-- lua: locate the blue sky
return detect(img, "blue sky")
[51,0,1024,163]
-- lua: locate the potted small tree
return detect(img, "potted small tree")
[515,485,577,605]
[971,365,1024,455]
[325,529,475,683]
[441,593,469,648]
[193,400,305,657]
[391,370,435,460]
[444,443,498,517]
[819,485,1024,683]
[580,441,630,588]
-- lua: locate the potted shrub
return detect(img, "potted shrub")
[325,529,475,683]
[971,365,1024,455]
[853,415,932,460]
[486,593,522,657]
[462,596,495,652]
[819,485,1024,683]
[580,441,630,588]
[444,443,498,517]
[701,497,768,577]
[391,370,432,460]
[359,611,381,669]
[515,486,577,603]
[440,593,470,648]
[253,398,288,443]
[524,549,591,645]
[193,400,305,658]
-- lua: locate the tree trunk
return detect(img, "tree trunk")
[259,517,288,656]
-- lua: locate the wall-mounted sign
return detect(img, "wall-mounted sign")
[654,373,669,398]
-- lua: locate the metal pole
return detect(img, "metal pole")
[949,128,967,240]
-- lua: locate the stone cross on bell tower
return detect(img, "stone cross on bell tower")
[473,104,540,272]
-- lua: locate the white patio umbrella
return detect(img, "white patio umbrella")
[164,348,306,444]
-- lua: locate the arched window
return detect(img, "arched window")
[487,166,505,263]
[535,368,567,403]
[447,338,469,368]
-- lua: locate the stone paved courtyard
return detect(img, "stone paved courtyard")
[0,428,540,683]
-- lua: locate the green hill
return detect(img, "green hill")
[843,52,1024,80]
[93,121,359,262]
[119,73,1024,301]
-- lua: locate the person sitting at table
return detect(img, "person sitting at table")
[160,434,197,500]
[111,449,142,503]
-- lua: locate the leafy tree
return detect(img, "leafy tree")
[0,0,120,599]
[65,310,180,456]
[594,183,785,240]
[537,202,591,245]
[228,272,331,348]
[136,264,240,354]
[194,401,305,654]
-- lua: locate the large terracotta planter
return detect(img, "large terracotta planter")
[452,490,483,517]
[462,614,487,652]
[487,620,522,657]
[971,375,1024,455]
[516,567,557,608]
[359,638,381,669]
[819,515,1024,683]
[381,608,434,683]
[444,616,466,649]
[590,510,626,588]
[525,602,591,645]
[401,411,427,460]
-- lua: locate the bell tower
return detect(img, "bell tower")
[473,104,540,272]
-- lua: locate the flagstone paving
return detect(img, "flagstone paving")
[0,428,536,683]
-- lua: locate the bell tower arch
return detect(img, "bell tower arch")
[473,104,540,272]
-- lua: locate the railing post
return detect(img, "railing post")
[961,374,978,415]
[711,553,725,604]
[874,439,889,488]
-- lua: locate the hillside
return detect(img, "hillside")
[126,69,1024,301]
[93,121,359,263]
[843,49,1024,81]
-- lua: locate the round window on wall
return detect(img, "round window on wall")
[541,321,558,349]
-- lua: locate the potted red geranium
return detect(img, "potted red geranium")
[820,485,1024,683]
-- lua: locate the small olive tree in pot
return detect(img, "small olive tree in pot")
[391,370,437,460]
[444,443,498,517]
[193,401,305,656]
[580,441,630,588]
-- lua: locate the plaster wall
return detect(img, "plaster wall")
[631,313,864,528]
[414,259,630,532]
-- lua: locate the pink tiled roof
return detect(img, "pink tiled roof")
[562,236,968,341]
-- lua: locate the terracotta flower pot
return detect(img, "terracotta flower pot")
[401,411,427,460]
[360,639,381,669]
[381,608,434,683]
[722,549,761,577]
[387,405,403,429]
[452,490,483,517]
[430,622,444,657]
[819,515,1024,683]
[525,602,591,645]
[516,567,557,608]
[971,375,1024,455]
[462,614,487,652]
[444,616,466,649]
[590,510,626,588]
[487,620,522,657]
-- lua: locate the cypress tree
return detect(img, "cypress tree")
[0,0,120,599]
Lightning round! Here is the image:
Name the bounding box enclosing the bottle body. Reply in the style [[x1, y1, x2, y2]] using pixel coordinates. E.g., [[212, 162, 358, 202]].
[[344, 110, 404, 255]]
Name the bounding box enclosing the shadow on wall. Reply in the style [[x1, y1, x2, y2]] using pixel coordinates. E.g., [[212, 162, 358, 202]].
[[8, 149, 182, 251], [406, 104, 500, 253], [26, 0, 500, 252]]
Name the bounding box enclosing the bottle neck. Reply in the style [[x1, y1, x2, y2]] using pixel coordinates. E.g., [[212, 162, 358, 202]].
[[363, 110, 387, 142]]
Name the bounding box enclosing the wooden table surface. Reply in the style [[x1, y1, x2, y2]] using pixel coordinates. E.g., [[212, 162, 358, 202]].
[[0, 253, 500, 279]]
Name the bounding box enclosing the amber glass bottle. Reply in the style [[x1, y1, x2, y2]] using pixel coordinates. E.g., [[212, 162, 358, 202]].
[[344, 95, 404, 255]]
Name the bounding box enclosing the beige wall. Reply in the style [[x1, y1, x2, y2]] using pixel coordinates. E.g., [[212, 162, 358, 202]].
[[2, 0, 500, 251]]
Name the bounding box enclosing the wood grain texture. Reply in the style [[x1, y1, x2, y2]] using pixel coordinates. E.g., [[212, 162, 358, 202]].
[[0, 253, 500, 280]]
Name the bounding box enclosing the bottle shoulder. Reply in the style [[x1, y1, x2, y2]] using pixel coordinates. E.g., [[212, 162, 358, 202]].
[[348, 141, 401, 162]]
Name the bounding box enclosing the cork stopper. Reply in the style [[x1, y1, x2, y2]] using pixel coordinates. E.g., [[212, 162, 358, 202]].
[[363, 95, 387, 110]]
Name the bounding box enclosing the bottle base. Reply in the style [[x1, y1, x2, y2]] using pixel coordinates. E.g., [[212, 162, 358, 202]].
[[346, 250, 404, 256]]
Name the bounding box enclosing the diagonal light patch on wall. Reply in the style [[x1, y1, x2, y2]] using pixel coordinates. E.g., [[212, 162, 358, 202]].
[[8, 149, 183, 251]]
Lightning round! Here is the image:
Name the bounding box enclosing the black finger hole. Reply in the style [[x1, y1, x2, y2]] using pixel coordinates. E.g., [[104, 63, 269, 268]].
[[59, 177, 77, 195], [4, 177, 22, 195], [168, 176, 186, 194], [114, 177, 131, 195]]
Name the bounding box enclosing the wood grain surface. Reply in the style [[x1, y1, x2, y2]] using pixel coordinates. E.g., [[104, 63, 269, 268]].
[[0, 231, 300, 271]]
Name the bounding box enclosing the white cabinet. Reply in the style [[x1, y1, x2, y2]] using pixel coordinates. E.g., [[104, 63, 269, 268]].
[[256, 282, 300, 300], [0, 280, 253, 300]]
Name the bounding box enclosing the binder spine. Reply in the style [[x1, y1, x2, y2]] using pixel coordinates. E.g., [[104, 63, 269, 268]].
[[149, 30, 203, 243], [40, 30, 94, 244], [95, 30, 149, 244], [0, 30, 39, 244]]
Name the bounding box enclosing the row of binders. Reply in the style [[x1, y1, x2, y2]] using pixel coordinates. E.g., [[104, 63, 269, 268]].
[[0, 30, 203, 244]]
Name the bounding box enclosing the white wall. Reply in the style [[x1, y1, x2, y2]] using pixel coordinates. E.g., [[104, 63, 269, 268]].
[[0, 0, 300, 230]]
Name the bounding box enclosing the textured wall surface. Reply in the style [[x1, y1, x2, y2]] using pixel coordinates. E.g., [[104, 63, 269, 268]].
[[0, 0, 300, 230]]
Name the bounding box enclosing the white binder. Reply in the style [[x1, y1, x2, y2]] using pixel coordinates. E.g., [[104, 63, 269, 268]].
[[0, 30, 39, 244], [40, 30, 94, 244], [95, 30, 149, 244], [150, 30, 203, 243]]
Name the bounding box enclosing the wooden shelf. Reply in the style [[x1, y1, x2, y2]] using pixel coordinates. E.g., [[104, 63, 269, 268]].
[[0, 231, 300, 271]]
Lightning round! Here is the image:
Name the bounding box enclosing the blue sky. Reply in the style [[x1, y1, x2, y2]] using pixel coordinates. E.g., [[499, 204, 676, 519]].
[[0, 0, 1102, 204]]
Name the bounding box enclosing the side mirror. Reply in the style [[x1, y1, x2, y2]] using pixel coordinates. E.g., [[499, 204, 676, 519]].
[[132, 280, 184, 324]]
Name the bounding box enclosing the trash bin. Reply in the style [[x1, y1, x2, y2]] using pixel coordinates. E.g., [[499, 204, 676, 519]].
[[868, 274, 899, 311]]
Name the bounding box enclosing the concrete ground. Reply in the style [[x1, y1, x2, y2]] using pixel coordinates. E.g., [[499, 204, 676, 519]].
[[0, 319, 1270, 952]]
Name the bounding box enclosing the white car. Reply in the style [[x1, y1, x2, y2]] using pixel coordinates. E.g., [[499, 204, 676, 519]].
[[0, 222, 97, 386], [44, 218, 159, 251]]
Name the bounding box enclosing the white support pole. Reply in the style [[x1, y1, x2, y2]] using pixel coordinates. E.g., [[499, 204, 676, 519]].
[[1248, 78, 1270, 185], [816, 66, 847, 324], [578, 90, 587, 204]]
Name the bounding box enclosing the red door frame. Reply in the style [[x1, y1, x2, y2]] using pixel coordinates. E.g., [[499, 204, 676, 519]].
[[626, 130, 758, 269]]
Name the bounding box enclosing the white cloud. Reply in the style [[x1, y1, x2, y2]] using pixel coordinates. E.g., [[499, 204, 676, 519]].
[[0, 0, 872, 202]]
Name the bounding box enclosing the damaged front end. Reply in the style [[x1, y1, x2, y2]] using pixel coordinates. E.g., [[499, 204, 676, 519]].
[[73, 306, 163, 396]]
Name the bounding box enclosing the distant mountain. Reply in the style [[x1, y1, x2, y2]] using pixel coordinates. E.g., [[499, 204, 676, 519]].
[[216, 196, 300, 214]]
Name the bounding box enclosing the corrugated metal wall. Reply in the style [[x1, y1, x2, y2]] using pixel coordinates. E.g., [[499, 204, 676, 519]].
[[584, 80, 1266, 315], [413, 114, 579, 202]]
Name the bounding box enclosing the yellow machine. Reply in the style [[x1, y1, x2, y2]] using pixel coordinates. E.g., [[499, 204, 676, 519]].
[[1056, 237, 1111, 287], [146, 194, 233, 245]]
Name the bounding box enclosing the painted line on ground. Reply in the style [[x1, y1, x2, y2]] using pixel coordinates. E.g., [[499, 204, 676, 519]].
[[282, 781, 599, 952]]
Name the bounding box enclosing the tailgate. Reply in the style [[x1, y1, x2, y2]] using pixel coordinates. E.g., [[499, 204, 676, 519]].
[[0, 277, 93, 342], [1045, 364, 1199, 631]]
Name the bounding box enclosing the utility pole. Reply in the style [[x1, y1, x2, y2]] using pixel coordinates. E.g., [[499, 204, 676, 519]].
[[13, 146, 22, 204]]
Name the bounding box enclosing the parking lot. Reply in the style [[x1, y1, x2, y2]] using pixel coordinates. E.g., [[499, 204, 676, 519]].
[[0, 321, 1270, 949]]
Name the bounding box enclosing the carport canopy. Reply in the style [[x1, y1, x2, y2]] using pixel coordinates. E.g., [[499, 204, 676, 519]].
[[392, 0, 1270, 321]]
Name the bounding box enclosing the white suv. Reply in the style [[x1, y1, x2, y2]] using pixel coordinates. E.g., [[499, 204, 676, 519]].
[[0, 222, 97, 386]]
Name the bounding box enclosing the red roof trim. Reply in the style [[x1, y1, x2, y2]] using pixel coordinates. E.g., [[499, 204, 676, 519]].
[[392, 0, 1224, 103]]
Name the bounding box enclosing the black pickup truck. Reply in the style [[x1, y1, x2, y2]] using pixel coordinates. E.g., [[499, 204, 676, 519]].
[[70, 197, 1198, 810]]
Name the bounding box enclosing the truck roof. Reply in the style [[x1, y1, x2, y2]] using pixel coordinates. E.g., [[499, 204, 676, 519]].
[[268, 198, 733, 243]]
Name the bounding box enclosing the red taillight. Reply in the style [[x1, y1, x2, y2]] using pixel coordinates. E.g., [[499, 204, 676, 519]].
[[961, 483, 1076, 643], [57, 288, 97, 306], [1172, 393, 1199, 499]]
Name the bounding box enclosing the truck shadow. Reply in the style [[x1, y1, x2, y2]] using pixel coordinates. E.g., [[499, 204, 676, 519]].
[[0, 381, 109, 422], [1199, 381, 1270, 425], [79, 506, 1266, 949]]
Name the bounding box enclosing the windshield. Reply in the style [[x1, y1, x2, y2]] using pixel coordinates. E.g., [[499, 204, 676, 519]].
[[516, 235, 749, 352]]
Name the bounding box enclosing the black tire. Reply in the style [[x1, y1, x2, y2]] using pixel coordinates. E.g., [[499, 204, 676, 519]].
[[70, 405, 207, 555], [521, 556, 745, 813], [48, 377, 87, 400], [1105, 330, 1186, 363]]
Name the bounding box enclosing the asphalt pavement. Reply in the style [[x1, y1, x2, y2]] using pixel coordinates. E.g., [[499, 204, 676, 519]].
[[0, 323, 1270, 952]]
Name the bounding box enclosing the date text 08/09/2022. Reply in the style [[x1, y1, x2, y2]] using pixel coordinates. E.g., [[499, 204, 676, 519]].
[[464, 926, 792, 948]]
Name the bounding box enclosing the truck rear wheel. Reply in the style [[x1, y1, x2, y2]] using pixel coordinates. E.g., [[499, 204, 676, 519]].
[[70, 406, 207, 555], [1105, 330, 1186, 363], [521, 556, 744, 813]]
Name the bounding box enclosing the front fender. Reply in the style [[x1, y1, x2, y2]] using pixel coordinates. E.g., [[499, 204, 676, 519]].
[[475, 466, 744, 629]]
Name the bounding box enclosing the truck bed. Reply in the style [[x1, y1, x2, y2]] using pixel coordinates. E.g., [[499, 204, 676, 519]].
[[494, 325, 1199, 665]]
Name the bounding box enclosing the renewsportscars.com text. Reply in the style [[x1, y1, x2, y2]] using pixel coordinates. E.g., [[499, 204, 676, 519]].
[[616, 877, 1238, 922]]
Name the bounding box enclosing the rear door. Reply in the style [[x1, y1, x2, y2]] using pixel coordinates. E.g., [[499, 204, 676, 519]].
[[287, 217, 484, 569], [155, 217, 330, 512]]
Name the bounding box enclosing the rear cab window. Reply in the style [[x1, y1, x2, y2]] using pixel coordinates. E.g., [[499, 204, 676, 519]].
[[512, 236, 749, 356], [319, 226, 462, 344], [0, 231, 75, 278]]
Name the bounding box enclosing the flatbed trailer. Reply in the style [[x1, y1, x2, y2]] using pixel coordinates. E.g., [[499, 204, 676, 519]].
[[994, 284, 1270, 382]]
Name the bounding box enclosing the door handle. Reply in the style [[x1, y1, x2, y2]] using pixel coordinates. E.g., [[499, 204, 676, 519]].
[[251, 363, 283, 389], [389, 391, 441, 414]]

++++++

Copy out the stretch from the line containing "Name the bounding box enclosing the yellow" through the line containing "[[13, 146, 22, 204]]", substituting "image coordinates" for each "pixel coordinates" and leaving everything else unchanged.

Solved exercise:
Name the bounding box enclosing the yellow machine. Reply in the style [[x1, y1, x2, y2]] using image coordinates. E.g., [[499, 204, 676, 519]].
[[1056, 237, 1111, 287], [146, 194, 233, 245]]
Name the bounding box enclosing the painted line on ground. Reply in the style [[x1, y1, x2, y2]] using image coordinates. E.g., [[499, 204, 676, 519]].
[[282, 781, 599, 952]]
Name the bounding box enclosing the tailgate. Reply in the style [[x1, y1, x2, y2]] using image coordinates. E.g., [[499, 204, 676, 519]].
[[0, 277, 93, 342], [1045, 364, 1199, 631]]
Name the bounding box enclosing the utility pole. Reply in the style [[x1, y1, x2, y2]] using image coordinates. E.g., [[499, 204, 676, 519]].
[[13, 146, 22, 204]]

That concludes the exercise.